> Exercise aim
Print all of the records below word for word, with nothing added, dropped, or changed.

<<<<

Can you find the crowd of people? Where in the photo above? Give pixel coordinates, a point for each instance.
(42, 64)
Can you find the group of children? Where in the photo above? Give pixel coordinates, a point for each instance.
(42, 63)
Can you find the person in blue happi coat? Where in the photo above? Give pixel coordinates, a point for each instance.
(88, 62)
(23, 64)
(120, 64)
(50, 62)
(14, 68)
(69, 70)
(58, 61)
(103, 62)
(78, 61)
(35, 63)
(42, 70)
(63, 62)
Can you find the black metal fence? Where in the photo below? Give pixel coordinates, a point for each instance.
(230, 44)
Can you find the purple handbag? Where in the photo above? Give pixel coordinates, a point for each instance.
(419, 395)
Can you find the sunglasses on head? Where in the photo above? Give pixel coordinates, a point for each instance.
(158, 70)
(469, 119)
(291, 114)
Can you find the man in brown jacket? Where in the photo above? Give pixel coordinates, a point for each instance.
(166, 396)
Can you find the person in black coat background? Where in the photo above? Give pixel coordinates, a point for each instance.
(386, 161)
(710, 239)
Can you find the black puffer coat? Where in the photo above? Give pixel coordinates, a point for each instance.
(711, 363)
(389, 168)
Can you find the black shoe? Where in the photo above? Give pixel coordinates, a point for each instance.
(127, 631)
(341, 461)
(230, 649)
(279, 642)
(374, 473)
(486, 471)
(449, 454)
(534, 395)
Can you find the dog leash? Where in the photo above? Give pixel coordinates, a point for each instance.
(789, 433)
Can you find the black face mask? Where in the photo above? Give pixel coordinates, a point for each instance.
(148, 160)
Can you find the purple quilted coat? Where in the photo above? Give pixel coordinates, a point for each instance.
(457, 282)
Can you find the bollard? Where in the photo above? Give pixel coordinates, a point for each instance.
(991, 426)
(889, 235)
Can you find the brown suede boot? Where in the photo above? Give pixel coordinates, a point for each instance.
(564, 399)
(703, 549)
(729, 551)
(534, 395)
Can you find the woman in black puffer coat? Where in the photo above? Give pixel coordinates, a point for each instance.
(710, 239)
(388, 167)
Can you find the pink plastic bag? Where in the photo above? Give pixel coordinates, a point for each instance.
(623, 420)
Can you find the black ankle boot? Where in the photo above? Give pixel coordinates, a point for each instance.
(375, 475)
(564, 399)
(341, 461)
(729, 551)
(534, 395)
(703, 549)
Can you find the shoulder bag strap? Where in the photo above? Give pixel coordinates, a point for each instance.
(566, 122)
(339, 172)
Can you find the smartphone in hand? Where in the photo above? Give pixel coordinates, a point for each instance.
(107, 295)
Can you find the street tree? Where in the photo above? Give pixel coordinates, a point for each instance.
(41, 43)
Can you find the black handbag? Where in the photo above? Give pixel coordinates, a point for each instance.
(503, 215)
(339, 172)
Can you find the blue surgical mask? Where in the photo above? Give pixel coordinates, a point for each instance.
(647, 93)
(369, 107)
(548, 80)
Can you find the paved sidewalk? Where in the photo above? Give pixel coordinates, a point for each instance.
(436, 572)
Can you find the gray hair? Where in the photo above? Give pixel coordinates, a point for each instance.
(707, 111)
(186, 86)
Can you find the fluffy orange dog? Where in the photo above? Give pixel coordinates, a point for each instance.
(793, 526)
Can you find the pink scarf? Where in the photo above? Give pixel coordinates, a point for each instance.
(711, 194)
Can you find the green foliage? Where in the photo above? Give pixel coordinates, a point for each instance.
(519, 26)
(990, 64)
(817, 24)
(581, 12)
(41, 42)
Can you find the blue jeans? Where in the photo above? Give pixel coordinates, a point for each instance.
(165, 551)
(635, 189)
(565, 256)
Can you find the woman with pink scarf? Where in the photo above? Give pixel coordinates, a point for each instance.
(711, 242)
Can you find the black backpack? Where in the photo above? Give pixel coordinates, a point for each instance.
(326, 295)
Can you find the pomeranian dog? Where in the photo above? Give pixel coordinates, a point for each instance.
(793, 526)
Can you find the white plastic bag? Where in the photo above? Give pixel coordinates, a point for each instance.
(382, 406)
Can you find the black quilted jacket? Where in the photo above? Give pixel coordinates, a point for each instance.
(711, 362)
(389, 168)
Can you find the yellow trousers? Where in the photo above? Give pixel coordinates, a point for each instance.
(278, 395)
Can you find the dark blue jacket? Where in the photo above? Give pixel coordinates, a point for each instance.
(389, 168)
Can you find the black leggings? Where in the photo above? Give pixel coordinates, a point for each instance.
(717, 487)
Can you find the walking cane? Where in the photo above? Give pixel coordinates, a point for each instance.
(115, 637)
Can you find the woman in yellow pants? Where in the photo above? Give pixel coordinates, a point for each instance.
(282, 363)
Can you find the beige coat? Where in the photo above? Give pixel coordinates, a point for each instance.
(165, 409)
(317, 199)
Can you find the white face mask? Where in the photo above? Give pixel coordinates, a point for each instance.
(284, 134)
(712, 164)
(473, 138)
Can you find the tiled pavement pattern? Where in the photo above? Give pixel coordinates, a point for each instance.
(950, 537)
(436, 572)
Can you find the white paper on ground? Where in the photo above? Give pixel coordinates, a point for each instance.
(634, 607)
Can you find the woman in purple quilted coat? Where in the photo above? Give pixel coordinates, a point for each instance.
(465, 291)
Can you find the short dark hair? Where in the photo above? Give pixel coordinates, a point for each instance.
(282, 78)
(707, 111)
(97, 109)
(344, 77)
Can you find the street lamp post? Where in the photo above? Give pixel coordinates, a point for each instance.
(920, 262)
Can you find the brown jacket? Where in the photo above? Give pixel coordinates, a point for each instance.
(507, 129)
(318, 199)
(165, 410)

>>>>

> Response for this exercise
Can you find the crowd of people? Where in the photo above? Give pixel coordinates, a point for each instance.
(42, 64)
Can you find the group of children? Where in the photo above? Give pixel coordinates, a point for each instance.
(42, 63)
Can you find the person in blue happi coat? Where in the photo above? Give pixel coordinates, a point for each instance.
(88, 62)
(23, 64)
(120, 64)
(50, 62)
(14, 68)
(69, 70)
(58, 61)
(103, 62)
(78, 61)
(35, 63)
(42, 70)
(63, 62)
Can you find the black metal fence? Where in the photo below? Give pixel coordinates, a point for each instance.
(230, 44)
Can you find the purple handbag? Where in the photo above? Give pixel coordinates, a point for each instance.
(419, 395)
Can you find the sunglasses on head? Where in the photo above? Give pixel coordinates, a point for each instance.
(158, 70)
(469, 119)
(291, 114)
Can you find the man in brown jacket? Where in the photo above? Give pixel coordinates, a point for each instance.
(166, 396)
Can you find the person in black coat background? Where in the photo above? Give pixel coordinates, a point for each instance.
(386, 161)
(710, 239)
Can you find the black puffer coat? Where in the photo above? Give pixel coordinates, a point for each instance.
(711, 363)
(389, 168)
Can you find the black shoe? Where in the photo above? Give pixel coordinates, a point for each instance.
(127, 631)
(341, 461)
(230, 649)
(279, 642)
(374, 473)
(486, 471)
(449, 454)
(534, 395)
Can you find the dog leash? Where in the photo above? Give pixel coordinates, a point for each instance.
(789, 433)
Can you find the black face mask? Where in the photo above? Give pixel coordinates, a point for each instance.
(148, 160)
Can you find the purple quilted coat? Where in the photo above? Give pixel coordinates, a point for each instance.
(457, 282)
Can you find the bollard? Where in the photo above? Give pixel coordinates, a point for each instance.
(991, 426)
(889, 235)
Can you find the brown suede boot? Where in the photo above? Give pixel coordinates, a point for each instance.
(564, 399)
(703, 549)
(729, 551)
(534, 395)
Can you find the woman in black puffer coat? Where in the photo above? Give pixel coordinates, a point for each instance.
(710, 239)
(388, 167)
Can you find the pink plastic bag? Where in the photo above? Give pixel coordinates, a point for each instance.
(623, 420)
Can you find the black ankle boot? Where in the photo above? Give pixel coordinates, a point for each instance.
(375, 475)
(564, 399)
(341, 461)
(729, 551)
(534, 395)
(703, 549)
Can you find the shoulder bag strap? Where in the photo above? Give pixel coordinates, a point for each instance.
(566, 122)
(339, 172)
Can you find the smartphone in hand? Where in the photo above? Give pixel coordinates, a point for each instance.
(107, 295)
Can you find the street tree? Where in the photo above? Give pixel coordinates, a point for each instance.
(41, 43)
Can you find the black handbag? Where in the photo above? Give pixel coordinates, a point for each instance.
(503, 215)
(339, 172)
Can you find the blue surgical mask? Where in the photo above? Give pixel coordinates, a point for each instance.
(647, 93)
(369, 107)
(548, 80)
Can you find the paved sidewalk? Where in the photo above? Give pixel coordinates, a point for each instance.
(436, 572)
Can you find the gray hair? Where in the photo above? Give pixel coordinates, a point for each instance.
(707, 111)
(186, 86)
Can you find the fluffy orange dog? Where in the photo above? Give pixel coordinates, a point for each instance.
(793, 526)
Can you find the pink scarf? Where in the photo above? Give pixel coordinates, a point for each instance.
(711, 194)
Can you find the green foliage? Where in the photo above? Give pixel coordinates, a point for each instance.
(519, 26)
(990, 64)
(817, 24)
(581, 12)
(41, 42)
Can you find the blue jeans? Where in the photo above? Give pixel coordinates, a point for each instance.
(165, 551)
(635, 189)
(565, 256)
Can you find the woman with pink scarf? Where in the photo above? Give pixel coordinates, a point for each instance.
(711, 242)
Can you find the black backpack? Where in the photo above? Give pixel coordinates, a point for each instance.
(326, 295)
Can you find the pomeranian dog? Where in the photo above? Give pixel coordinates, a point for each instance.
(793, 526)
Can you find the white plastic bag? Where in the photo above? Give pixel coordinates, a point for each instance.
(382, 406)
Can you find the black quilted jacket? Where in the photo above? Give pixel coordinates, a point for each instance.
(711, 362)
(389, 168)
Can you find the yellow trousers? Where in the photo above? Give pixel coordinates, a point for each instance.
(278, 395)
Can you find the dark blue jacket? Where in the photo above? Give pixel coordinates, a point for each instance.
(389, 168)
Can you find the black leggings? Where in the photo above? Give pixel coordinates, a point for each instance.
(717, 487)
Can you find the walking cane? Where in the photo above? Give pixel coordinates, a point for each instance.
(115, 637)
Can you find the woman in yellow pants? Where in the photo above? Give pixel coordinates, a point for each instance.
(282, 363)
Can you find the beige coat? Where in the photo above? Give pixel coordinates, a point for each instance.
(165, 409)
(317, 199)
Can you find the white face mask? Where in the photo above? Give pixel coordinates, a point for each instance.
(284, 134)
(712, 164)
(473, 138)
Can you find the tiled pavement pattern? Where in the photo above? Give pixel coordinates, a point for each instance.
(950, 537)
(436, 572)
Can you find the white paper on ground? Where in the photo above? Give pixel coordinates, a point for each instance.
(634, 607)
Can you find the woman in purple quilted coat? Where in the photo above? Give pixel coordinates, a point for each instance.
(465, 291)
Can you find the short dark hair? Where in the photo above? Give pixel coordinates, a point for each instance.
(282, 78)
(707, 111)
(97, 109)
(344, 77)
Can you find the street lamp post? Where in the photo above? Give pixel coordinates, a point for each instance.
(920, 262)
Can you find the brown jacket? Where in the photo above? Give pixel coordinates, a point for each instance.
(507, 129)
(318, 199)
(165, 410)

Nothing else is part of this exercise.